» **Exercise material**
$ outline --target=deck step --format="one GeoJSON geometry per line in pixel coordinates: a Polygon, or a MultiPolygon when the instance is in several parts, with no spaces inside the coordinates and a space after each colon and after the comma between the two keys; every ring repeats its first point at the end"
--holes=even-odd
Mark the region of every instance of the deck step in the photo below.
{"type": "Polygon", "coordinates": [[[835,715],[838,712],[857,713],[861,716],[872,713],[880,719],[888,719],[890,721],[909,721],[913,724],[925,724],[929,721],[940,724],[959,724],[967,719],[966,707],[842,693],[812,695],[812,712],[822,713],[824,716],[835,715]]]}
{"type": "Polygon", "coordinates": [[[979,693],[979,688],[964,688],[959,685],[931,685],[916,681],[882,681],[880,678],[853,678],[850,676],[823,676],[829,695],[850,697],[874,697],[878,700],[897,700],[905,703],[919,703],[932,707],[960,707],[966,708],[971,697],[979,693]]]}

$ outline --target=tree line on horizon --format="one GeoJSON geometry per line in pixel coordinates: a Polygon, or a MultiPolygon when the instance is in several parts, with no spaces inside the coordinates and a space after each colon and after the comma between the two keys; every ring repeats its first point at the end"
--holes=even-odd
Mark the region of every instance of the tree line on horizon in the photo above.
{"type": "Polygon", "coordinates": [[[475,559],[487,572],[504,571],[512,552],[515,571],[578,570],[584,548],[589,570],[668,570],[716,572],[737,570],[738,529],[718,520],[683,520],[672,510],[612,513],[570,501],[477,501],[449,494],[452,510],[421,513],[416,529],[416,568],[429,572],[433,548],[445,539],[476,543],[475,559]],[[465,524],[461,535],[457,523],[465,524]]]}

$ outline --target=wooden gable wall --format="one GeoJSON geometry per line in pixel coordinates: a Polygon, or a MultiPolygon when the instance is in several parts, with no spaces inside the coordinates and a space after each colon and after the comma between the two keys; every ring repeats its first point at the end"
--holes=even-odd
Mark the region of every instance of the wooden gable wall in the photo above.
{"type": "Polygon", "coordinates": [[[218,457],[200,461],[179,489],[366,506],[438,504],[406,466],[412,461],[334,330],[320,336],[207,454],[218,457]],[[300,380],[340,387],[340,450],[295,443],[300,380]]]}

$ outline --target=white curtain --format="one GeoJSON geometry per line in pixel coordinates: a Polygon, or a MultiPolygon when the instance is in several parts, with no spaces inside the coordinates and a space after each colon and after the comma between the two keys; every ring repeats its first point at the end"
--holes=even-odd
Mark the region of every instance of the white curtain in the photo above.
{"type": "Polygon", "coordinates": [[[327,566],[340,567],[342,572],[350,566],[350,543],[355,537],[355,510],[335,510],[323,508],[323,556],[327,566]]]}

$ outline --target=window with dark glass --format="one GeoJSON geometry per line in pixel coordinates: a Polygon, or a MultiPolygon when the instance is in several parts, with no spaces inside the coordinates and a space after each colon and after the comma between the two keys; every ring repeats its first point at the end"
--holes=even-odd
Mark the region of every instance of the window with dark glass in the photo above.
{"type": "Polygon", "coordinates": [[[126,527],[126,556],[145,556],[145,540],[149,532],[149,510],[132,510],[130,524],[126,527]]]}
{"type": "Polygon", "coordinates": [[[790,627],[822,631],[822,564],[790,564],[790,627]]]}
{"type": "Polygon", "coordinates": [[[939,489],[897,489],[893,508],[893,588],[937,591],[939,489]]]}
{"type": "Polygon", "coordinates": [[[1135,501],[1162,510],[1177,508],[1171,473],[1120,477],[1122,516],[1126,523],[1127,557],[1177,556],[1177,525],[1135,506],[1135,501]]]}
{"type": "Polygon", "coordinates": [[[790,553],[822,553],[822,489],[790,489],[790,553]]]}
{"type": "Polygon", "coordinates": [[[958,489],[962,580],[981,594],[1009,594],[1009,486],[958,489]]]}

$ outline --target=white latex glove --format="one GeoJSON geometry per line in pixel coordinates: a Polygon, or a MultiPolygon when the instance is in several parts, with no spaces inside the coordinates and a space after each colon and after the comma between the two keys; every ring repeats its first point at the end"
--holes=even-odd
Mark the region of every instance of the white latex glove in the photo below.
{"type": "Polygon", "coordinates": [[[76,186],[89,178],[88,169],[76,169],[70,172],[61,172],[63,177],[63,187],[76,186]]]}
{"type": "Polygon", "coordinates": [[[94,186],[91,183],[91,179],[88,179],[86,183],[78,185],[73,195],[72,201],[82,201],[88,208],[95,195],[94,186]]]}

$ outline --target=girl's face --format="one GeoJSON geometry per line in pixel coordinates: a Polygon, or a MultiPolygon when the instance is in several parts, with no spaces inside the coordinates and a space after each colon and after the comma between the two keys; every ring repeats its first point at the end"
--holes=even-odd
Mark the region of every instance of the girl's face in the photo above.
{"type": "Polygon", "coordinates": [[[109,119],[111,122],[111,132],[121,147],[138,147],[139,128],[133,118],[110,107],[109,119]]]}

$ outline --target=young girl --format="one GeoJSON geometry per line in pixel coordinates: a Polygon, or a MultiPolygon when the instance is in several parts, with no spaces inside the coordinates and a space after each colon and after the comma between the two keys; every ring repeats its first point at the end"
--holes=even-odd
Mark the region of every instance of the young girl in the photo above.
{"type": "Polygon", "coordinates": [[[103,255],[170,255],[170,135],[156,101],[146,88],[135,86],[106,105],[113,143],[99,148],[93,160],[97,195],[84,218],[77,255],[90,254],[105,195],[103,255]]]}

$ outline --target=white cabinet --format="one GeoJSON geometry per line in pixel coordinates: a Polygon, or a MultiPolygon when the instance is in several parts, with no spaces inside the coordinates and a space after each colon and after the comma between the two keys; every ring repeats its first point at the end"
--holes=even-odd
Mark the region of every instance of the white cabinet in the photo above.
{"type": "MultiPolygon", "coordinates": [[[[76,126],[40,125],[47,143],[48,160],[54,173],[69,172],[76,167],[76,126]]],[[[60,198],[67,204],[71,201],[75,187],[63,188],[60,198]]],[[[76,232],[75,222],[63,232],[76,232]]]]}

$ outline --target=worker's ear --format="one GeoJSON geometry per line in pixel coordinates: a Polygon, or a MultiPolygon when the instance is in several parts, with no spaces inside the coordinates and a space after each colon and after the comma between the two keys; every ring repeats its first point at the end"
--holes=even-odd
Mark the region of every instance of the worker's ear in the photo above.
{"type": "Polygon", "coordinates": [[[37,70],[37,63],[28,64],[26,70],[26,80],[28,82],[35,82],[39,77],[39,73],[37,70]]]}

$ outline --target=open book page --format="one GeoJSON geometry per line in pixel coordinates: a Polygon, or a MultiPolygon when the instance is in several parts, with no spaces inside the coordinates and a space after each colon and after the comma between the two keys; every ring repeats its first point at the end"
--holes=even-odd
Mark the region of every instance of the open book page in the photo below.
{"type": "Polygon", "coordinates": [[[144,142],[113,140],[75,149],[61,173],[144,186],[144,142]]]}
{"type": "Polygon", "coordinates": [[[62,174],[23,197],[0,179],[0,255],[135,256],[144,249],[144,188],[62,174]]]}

» **Directive**
Rewrite all of the lines above, changing every "even-odd" to "nonzero" and leaving everything else the same.

» **The output**
$ outline --target=deck step --format="one GeoJSON geometry per line in pixel coordinates: a Polygon, or a MultiPolygon when the instance is in several parts, with no spaces inside the coordinates and a space after each colon and after the comma between the two keys; every ring repeats its first point at the end"
--holes=nonzero
Mark the region of every instance of the deck step in the photo below.
{"type": "Polygon", "coordinates": [[[835,715],[838,712],[857,713],[861,716],[872,713],[880,719],[888,719],[890,721],[909,721],[913,724],[925,724],[929,721],[940,724],[959,724],[967,719],[966,707],[842,693],[812,695],[812,712],[822,713],[824,716],[835,715]]]}
{"type": "Polygon", "coordinates": [[[979,693],[979,688],[964,688],[959,685],[931,685],[916,681],[882,681],[880,678],[853,678],[850,676],[823,676],[829,695],[850,697],[874,697],[878,700],[897,700],[905,703],[919,703],[932,707],[960,707],[966,708],[971,697],[979,693]]]}

$ outline --target=tree line on horizon --format="one GeoJSON geometry per line in pixel coordinates: a Polygon, or a MultiPolygon when the instance is in several parts, with no spaces inside the coordinates and a space after each colon and after the comma between the two keys; every ring repeats its first point at the end"
--holes=nonzero
Mark the region of every instance of the tree line on horizon in the photo above.
{"type": "Polygon", "coordinates": [[[475,559],[487,572],[504,571],[512,552],[515,571],[578,570],[584,548],[589,570],[668,570],[716,572],[737,570],[738,529],[718,520],[683,520],[672,510],[612,513],[570,501],[477,501],[449,494],[452,510],[421,513],[416,529],[416,568],[429,572],[433,548],[445,539],[476,543],[475,559]],[[465,524],[461,535],[457,523],[465,524]]]}

$ outline --target=wooden gable wall --format="one GeoJSON geometry per line in pixel coordinates: a Polygon, or a MultiPolygon when the instance is in several parts, with no spaces inside the coordinates and a space after each colon and after the comma between the two keys; every ring repeats its first point at the end"
--holes=nonzero
Mark the region of every instance of the wooden gable wall in the photo above.
{"type": "Polygon", "coordinates": [[[218,457],[200,461],[179,489],[366,506],[438,504],[406,466],[412,461],[334,330],[320,336],[207,454],[218,457]],[[300,380],[340,387],[340,450],[295,443],[300,380]]]}

$ outline --target=white curtain --format="one GeoJSON geometry per line in pixel coordinates: a Polygon, or a MultiPolygon when the instance is in several parts, with no spaces inside the coordinates and a space after each colon and after the comma between the two keys; every ring repeats its first point at the end"
--holes=nonzero
Mark the region of every instance of the white curtain in the photo above.
{"type": "Polygon", "coordinates": [[[327,566],[340,567],[342,572],[350,566],[350,543],[355,537],[355,510],[335,510],[323,508],[323,556],[327,566]]]}

$ outline --target=window with dark glass --format="one GeoJSON geometry per line in pixel coordinates: a Polygon, or a MultiPolygon when the instance is in several parts, with no spaces inside the coordinates and a space after each colon and after the comma between the two keys; every ring repeats its first point at the end"
--holes=nonzero
Mark the region of every instance of the window with dark glass in the photo above.
{"type": "Polygon", "coordinates": [[[126,527],[126,556],[145,556],[145,540],[149,532],[149,510],[132,510],[130,524],[126,527]]]}
{"type": "Polygon", "coordinates": [[[790,627],[822,631],[822,564],[790,564],[790,627]]]}
{"type": "Polygon", "coordinates": [[[939,489],[897,489],[893,508],[893,588],[937,591],[939,489]]]}
{"type": "Polygon", "coordinates": [[[1135,501],[1162,510],[1177,508],[1171,473],[1120,477],[1122,516],[1126,523],[1127,557],[1177,556],[1177,525],[1135,506],[1135,501]]]}
{"type": "Polygon", "coordinates": [[[790,553],[822,553],[822,489],[790,489],[790,553]]]}
{"type": "Polygon", "coordinates": [[[958,489],[962,580],[981,594],[1009,594],[1009,486],[958,489]]]}

$ outline --target=white latex glove --format="one GeoJSON geometry per line in pixel coordinates: a Polygon, or a MultiPolygon when the instance is in several parts, with no spaces inside the coordinates and a space after each colon and after the comma between the two keys; every ring repeats its first point at the end"
--holes=nonzero
Mark the region of every instance of the white latex glove in the photo below.
{"type": "Polygon", "coordinates": [[[76,186],[89,178],[88,169],[76,169],[70,172],[61,172],[63,177],[63,187],[76,186]]]}
{"type": "Polygon", "coordinates": [[[94,186],[91,183],[91,179],[88,179],[86,183],[78,185],[73,195],[72,201],[82,201],[88,208],[95,195],[94,186]]]}

$ outline --target=girl's face --format="one GeoJSON geometry per line in pixel coordinates: a Polygon, or a MultiPolygon when the instance is in several parts, with no spaces inside the coordinates and a space after each colon and after the comma between the two keys; every ring repeats its first point at the end"
--holes=nonzero
Mark the region of every instance of the girl's face in the photo above.
{"type": "Polygon", "coordinates": [[[109,119],[111,122],[111,132],[121,147],[138,147],[139,128],[133,118],[110,107],[109,119]]]}

$ outline --target=young girl --format="one GeoJSON geometry per line in pixel coordinates: a Polygon, or a MultiPolygon when the instance is in several parts, with no spaces inside the coordinates and a space after each colon and after the comma between the two keys; every ring repeats its first point at the end"
--holes=nonzero
Mark the region of every instance of the young girl in the photo above.
{"type": "Polygon", "coordinates": [[[103,255],[170,255],[170,135],[156,101],[146,88],[135,86],[106,105],[113,143],[99,148],[93,160],[97,195],[84,218],[77,255],[90,254],[105,195],[103,255]]]}

$ outline --target=white cabinet --format="one GeoJSON geometry per line in pixel coordinates: a Polygon, or a MultiPolygon when the instance is in several parts, with no spaces inside the coordinates and a space after each colon and after the comma between the two keys; every ring repeats its first point at the end"
--holes=nonzero
Mark the region of every instance of the white cabinet in the photo above.
{"type": "MultiPolygon", "coordinates": [[[[76,126],[40,125],[47,143],[48,160],[54,173],[69,172],[76,167],[76,126]]],[[[60,198],[67,204],[71,201],[75,187],[63,188],[60,198]]],[[[76,232],[75,222],[63,232],[76,232]]]]}

$ outline --target=worker's ear --format="one GeoJSON geometry per line in pixel coordinates: a Polygon, or a MultiPolygon when the instance is in several parts, with no spaces inside the coordinates and a space after each colon and after the comma between the two keys; every ring repeats its first point at the end"
--holes=nonzero
Mark the region of every instance of the worker's ear in the photo above.
{"type": "Polygon", "coordinates": [[[37,70],[37,63],[28,64],[26,70],[26,80],[28,82],[35,82],[39,77],[39,73],[37,70]]]}

$ outline --target=open book page --format="one GeoJSON geometry per line in pixel coordinates: a Polygon, or a MultiPolygon when the instance is in several parts, with no spaces inside the coordinates and a space after each colon and after the comma between the two keys; every ring repeats its first point at the end"
--holes=nonzero
Mark the region of every instance of the open book page in the photo below.
{"type": "Polygon", "coordinates": [[[144,142],[113,140],[75,149],[61,173],[144,186],[144,142]]]}
{"type": "Polygon", "coordinates": [[[62,174],[23,197],[0,179],[0,255],[135,256],[144,249],[144,188],[62,174]]]}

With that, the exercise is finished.